→ **BRIEF**
Please repeat the lines below, exactly and only, from the one that holds "negative clicks: (66, 62)" through the one that holds "positive clicks: (148, 37)".

##### MATERIALS PROVIDED

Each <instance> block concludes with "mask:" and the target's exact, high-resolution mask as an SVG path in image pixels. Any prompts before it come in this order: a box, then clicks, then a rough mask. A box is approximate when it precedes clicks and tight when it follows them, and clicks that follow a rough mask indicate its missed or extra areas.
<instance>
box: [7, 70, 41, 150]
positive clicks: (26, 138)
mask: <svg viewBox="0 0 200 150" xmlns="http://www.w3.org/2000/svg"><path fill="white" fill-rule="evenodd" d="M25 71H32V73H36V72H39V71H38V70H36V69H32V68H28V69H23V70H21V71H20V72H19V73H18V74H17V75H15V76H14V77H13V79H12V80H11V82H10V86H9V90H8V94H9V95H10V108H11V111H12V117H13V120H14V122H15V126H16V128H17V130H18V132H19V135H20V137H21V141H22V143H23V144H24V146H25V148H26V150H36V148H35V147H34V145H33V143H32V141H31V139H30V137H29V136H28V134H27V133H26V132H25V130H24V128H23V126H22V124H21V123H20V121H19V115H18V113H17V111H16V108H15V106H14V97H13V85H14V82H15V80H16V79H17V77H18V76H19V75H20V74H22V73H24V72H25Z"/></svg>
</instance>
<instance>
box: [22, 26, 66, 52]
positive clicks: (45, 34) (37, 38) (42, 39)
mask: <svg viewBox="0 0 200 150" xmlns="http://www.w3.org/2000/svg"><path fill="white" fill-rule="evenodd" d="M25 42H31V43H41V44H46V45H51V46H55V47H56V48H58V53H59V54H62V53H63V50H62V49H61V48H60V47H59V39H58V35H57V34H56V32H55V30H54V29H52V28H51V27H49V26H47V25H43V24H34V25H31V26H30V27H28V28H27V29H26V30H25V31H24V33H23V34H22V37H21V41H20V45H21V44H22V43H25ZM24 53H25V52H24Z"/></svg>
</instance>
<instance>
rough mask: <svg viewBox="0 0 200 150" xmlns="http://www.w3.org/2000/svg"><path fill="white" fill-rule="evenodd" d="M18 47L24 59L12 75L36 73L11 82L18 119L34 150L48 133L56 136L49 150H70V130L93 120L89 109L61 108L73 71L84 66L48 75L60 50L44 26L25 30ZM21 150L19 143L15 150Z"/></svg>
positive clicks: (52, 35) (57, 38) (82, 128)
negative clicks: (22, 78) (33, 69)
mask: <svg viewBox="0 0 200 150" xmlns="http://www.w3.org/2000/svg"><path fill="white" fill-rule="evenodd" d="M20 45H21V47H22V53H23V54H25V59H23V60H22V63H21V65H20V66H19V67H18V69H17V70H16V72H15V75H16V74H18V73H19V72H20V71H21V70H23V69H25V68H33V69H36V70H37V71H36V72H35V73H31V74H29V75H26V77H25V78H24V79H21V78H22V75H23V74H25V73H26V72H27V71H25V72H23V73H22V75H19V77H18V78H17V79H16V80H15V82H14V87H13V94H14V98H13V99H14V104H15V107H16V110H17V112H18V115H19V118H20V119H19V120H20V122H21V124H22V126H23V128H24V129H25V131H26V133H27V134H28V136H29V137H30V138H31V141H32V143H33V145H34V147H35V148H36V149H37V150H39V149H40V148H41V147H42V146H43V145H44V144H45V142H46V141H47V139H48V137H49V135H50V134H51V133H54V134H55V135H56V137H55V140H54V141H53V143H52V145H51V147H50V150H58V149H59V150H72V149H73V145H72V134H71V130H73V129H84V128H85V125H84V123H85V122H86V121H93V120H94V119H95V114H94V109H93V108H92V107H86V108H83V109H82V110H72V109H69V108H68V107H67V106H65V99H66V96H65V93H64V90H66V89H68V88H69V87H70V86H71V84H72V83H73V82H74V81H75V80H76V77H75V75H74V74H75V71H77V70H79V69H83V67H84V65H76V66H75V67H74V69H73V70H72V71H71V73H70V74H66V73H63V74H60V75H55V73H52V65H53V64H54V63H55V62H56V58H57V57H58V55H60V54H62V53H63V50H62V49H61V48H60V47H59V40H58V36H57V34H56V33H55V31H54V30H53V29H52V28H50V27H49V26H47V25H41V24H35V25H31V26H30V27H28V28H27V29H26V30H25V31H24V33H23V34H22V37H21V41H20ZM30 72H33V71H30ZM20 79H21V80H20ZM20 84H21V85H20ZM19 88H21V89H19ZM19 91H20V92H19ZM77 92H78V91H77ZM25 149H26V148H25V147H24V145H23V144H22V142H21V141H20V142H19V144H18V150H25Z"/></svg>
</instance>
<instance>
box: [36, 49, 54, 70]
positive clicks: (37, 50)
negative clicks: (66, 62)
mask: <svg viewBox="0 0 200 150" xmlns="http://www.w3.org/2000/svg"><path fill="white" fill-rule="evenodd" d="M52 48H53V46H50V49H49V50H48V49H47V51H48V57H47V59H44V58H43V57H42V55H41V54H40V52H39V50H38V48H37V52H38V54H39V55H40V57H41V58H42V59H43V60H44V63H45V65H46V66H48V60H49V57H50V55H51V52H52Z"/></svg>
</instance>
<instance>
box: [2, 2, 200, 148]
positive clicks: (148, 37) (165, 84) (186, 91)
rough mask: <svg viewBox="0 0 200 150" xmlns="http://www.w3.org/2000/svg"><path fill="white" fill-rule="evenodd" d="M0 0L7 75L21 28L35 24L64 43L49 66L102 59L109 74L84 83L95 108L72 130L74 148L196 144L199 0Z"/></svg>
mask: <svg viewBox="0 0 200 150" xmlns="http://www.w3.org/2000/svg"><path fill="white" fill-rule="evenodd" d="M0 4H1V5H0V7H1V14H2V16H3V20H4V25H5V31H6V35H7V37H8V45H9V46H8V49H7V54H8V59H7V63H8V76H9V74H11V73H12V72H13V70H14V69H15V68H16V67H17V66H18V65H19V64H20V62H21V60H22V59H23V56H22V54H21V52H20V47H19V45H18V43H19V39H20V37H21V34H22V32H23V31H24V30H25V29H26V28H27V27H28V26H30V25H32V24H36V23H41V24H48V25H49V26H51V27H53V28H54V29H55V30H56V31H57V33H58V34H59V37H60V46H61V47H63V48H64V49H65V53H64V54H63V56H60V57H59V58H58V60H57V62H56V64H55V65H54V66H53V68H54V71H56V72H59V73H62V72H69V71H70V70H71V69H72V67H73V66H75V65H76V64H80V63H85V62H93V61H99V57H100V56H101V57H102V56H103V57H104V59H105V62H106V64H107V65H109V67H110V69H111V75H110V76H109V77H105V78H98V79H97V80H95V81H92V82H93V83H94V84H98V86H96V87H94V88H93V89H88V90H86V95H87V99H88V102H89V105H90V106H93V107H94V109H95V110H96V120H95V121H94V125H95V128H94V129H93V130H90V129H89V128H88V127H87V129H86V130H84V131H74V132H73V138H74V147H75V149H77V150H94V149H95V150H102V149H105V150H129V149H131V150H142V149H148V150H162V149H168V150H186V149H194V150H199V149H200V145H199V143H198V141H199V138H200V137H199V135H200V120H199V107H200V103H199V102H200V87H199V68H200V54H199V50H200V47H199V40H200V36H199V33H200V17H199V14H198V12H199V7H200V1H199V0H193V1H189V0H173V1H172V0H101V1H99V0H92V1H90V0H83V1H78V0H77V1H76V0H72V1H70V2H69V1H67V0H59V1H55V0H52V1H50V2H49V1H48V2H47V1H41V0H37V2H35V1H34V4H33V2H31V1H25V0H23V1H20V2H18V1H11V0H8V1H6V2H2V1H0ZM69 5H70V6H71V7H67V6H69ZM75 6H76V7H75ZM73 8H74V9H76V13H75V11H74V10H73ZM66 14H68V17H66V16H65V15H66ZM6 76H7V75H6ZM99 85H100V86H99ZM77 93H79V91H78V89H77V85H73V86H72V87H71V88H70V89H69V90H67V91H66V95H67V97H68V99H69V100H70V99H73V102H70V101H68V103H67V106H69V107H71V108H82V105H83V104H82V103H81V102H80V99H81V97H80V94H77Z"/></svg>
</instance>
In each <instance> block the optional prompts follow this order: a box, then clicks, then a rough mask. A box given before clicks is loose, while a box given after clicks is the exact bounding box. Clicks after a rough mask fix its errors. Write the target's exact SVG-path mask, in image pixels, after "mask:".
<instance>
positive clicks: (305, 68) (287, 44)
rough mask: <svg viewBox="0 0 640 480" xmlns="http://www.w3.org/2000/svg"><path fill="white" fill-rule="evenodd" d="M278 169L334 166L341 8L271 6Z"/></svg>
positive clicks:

##########
##### MATERIALS PROVIDED

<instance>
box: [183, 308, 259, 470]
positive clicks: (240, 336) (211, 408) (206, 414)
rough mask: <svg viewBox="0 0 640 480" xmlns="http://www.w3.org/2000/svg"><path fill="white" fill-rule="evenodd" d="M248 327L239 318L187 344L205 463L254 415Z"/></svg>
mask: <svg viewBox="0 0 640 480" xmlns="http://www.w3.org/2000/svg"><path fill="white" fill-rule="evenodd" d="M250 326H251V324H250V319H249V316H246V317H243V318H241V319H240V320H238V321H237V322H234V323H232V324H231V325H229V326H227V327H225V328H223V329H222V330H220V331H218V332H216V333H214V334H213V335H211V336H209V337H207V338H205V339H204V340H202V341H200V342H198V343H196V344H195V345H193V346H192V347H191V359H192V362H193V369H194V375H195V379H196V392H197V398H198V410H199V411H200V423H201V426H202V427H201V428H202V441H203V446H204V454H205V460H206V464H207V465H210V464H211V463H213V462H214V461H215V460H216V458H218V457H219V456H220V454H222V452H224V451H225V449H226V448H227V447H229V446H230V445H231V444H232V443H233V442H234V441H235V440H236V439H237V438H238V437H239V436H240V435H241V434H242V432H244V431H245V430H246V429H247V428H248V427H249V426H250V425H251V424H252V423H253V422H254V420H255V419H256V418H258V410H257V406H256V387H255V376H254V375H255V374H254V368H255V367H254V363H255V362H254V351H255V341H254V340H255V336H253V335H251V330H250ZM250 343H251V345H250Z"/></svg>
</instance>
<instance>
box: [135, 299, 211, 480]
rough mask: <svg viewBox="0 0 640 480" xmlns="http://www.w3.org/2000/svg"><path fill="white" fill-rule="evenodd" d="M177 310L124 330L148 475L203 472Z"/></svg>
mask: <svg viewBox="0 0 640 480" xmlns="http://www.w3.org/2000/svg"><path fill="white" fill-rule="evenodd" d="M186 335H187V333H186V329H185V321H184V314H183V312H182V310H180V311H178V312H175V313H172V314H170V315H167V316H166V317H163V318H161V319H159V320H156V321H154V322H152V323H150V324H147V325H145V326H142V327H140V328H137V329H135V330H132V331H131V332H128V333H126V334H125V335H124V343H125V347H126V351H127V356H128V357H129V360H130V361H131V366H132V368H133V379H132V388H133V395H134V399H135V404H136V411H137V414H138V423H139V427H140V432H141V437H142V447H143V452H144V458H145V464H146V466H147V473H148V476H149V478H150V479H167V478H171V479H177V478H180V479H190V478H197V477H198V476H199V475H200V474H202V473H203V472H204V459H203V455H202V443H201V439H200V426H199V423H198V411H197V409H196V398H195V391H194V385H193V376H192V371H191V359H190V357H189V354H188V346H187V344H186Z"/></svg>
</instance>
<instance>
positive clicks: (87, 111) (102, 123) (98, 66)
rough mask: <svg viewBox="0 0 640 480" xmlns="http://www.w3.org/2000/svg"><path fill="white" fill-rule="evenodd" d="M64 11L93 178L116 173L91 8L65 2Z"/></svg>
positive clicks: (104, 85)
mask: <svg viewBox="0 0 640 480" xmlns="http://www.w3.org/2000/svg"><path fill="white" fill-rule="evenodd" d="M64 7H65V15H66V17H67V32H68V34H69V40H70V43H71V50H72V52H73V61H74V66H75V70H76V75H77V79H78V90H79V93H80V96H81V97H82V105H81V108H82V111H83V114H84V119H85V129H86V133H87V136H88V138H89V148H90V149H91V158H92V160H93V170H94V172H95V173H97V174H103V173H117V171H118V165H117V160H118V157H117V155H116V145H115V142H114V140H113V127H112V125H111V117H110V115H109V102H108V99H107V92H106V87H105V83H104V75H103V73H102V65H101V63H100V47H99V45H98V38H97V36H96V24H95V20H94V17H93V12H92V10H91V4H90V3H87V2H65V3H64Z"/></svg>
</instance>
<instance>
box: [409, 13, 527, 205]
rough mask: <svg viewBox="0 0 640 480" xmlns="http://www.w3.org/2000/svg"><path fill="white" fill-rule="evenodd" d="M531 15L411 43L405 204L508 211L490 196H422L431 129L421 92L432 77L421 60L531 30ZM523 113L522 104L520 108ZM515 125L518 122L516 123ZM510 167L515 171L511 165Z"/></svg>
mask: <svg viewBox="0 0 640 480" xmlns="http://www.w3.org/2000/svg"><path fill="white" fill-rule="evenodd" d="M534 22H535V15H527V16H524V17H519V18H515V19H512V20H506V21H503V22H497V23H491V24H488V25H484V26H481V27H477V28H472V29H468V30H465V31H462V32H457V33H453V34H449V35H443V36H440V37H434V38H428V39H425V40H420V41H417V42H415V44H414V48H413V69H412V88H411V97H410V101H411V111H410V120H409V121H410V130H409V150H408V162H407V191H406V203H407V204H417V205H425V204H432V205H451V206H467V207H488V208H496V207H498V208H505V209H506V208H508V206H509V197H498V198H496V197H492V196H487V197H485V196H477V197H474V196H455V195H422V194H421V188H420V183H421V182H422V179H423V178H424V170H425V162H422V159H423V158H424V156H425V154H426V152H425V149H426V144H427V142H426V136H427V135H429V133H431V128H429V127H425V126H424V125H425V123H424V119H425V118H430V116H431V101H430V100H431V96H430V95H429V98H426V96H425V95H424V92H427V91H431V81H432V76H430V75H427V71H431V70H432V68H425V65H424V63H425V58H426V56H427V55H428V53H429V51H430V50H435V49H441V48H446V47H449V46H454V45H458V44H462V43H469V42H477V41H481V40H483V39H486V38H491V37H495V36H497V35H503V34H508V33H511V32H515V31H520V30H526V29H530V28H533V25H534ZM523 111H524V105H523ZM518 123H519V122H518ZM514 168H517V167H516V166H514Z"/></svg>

##########
##### MATERIALS PROVIDED

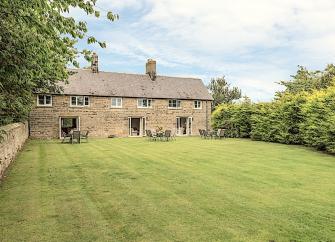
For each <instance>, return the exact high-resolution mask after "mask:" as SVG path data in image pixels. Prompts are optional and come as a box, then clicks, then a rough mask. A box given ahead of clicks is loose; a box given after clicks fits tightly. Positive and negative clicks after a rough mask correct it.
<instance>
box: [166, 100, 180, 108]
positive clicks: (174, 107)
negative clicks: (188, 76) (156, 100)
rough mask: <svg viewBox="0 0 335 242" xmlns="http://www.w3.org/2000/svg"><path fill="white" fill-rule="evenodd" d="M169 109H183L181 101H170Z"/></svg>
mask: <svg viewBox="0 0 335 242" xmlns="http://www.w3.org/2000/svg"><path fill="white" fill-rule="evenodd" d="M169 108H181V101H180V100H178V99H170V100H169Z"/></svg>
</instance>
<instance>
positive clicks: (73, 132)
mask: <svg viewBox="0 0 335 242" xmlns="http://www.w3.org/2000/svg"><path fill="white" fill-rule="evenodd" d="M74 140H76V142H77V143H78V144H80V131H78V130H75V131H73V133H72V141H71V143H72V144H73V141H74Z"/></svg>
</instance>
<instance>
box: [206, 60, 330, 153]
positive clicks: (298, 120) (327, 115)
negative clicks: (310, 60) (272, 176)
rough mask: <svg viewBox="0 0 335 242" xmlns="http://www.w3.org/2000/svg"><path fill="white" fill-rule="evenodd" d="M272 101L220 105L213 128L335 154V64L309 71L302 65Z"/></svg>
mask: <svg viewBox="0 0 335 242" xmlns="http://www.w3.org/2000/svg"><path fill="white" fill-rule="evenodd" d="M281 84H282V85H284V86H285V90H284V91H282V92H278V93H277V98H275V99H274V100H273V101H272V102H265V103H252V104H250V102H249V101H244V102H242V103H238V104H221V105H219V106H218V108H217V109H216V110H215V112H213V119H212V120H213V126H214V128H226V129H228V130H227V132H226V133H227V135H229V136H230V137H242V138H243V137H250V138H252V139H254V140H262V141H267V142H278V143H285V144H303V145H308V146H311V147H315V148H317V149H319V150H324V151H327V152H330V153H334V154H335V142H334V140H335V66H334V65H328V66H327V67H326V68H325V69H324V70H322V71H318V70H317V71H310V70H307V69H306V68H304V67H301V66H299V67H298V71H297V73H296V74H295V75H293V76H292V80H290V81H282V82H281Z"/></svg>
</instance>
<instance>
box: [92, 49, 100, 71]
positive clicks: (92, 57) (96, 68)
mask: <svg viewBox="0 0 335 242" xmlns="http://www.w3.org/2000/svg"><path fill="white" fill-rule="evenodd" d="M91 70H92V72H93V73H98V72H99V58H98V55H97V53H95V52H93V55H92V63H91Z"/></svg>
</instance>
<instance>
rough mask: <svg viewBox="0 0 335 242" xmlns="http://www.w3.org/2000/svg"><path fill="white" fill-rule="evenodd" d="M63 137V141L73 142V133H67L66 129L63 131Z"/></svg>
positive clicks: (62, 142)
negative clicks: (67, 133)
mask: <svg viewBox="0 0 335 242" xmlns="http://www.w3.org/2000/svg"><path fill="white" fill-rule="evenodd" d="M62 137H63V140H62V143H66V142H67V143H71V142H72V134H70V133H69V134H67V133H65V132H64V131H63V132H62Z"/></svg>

##########

→ **REPLY**
negative clicks: (66, 62)
mask: <svg viewBox="0 0 200 150" xmlns="http://www.w3.org/2000/svg"><path fill="white" fill-rule="evenodd" d="M52 48H53V46H50V49H49V50H48V49H47V51H48V57H47V59H44V58H43V57H42V55H41V54H40V52H39V50H38V48H37V52H38V54H39V55H40V57H41V58H42V59H43V60H44V63H45V65H46V66H48V60H49V57H50V55H51V52H52Z"/></svg>
</instance>
<instance>
box: [2, 2, 200, 148]
positive clicks: (148, 37) (165, 84) (186, 91)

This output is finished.